HOW TO COMPLETE THIS TASK:
Every line of the material below should be repeated exactly.

SUPPLIED RECORDS:
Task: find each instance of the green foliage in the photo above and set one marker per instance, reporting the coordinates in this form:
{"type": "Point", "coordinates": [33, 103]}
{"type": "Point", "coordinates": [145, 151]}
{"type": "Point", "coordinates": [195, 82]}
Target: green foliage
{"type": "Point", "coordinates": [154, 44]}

SOLUTION:
Task: find each instance of the green foliage in the photo above and set one marker per instance, reporting the coordinates in this form:
{"type": "Point", "coordinates": [33, 103]}
{"type": "Point", "coordinates": [145, 151]}
{"type": "Point", "coordinates": [195, 82]}
Target: green foliage
{"type": "Point", "coordinates": [154, 44]}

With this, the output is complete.